### Extrait du texte
• • • • • • •

Un premier film avec Clotilde Hesme sélectionné à la Semaine de la Critique de la dernière Mostra, lauréat du prix Michel d’Ornano (meilleur premier film français), on se dit : « tiens, pourquoi pas Angèle et Tony ». Après la projection, la proposition s’est raccourcie : « pourquoi Angèle et Tony ?»
Réaliser un film délicat tout en retenue, voilà à quoi s’est attachée Alix Delaporte pour organiser son histoire et son geste cinématographique. Mais les intentions accouchent d’un film très timoré et programmatique : le mélodrame social pudique, avec la facture vériste qui va avec. Tout commence avec le moment trash du film, Angèle se fait prendre contre un mur par un type, en échange de quoi elle obtient une figurine, un Action Man made in Shanghai ! Car elle traîne un certain nombre de casseroles, ayant notamment perdu la garde de son fils après un séjour en prison. Sans le sou et paumée, Angèle débarque bientôt dans un petit port normand pour accomplir sa rédemption.

• • • • • • •

Entrées de données recueillies
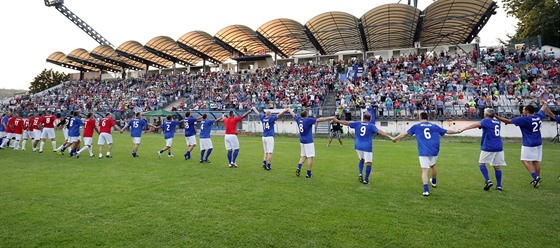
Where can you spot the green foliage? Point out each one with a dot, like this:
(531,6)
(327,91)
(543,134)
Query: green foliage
(47,79)
(536,17)
(48,200)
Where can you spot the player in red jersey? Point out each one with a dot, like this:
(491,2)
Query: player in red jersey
(89,127)
(28,130)
(18,125)
(48,130)
(230,139)
(105,126)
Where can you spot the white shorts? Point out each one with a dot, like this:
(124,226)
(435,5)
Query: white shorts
(88,141)
(231,141)
(169,142)
(36,134)
(205,144)
(492,158)
(73,139)
(191,140)
(28,135)
(307,150)
(531,153)
(48,133)
(105,138)
(268,144)
(427,161)
(366,156)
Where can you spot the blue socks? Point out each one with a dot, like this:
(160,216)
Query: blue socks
(229,157)
(498,178)
(235,153)
(368,171)
(484,171)
(208,153)
(361,167)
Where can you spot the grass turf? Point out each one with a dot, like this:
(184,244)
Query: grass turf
(49,200)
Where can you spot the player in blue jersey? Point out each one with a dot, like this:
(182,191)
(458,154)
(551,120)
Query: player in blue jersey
(268,120)
(428,139)
(363,135)
(74,133)
(206,145)
(491,148)
(531,148)
(168,128)
(136,128)
(305,128)
(190,132)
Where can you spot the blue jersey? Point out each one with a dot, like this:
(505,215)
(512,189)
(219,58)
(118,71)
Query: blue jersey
(530,128)
(268,125)
(363,135)
(4,121)
(136,127)
(491,139)
(168,128)
(205,128)
(427,138)
(305,126)
(74,127)
(190,128)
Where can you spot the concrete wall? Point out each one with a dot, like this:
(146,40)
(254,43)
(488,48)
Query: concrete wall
(548,128)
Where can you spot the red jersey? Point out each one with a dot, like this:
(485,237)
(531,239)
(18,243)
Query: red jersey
(106,124)
(18,126)
(88,128)
(48,121)
(231,124)
(10,124)
(35,123)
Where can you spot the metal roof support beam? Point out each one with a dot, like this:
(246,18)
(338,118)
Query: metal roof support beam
(418,30)
(482,22)
(198,53)
(270,45)
(363,35)
(314,41)
(227,46)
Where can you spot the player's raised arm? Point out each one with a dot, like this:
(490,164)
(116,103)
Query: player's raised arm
(471,126)
(400,136)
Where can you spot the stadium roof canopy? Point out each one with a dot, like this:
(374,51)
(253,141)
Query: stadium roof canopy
(107,54)
(386,27)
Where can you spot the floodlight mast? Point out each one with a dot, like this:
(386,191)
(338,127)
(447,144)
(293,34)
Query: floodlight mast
(59,5)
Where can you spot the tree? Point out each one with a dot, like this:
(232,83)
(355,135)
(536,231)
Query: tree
(47,79)
(536,17)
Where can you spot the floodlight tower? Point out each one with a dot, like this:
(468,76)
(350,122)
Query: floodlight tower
(59,5)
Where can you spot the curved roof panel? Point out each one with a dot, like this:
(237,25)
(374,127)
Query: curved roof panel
(60,59)
(451,21)
(202,42)
(135,51)
(390,26)
(242,39)
(287,35)
(82,56)
(336,31)
(108,54)
(167,48)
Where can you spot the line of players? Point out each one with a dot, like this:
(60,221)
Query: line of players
(427,136)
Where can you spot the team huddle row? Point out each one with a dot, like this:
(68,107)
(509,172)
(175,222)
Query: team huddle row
(40,128)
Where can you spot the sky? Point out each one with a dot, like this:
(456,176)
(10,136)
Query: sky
(33,31)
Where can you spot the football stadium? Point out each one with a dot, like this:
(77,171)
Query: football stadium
(395,128)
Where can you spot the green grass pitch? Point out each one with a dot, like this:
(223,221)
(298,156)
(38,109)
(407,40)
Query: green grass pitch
(49,200)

• • • • • • •

### Exercices
1: Reproduisez sans rien changer le passage de la critique d'« Angèle et Tony » qui va de « Réaliser un film » jusqu'à « accomplir sa rédemption. ».
2: Selon la critique d'« Angèle et Tony », pourquoi Angèle débarque-t-elle dans un petit port normand, et dans quelle situation se trouve-t-elle à ce moment-là ?

### Corrigés détaillés
1:
Réaliser un film délicat tout en retenue, voilà à quoi s’est attachée Alix Delaporte pour organiser son histoire et son geste cinématographique. Mais les intentions accouchent d’un film très timoré et programmatique : le mélodrame social pudique, avec la facture vériste qui va avec. Tout commence avec le moment trash du film, Angèle se fait prendre contre un mur par un type, en échange de quoi elle obtient une figurine, un Action Man made in Shanghai ! Car elle traîne un certain nombre de casseroles, ayant notamment perdu la garde de son fils après un séjour en prison. Sans le sou et paumée, Angèle débarque bientôt dans un petit port normand pour accomplir sa rédemption.

2: Angèle arrive dans ce petit port normand pour accomplir sa rédemption. Elle est alors sans le sou et paumée, et elle a notamment perdu la garde de son fils après un séjour en prison.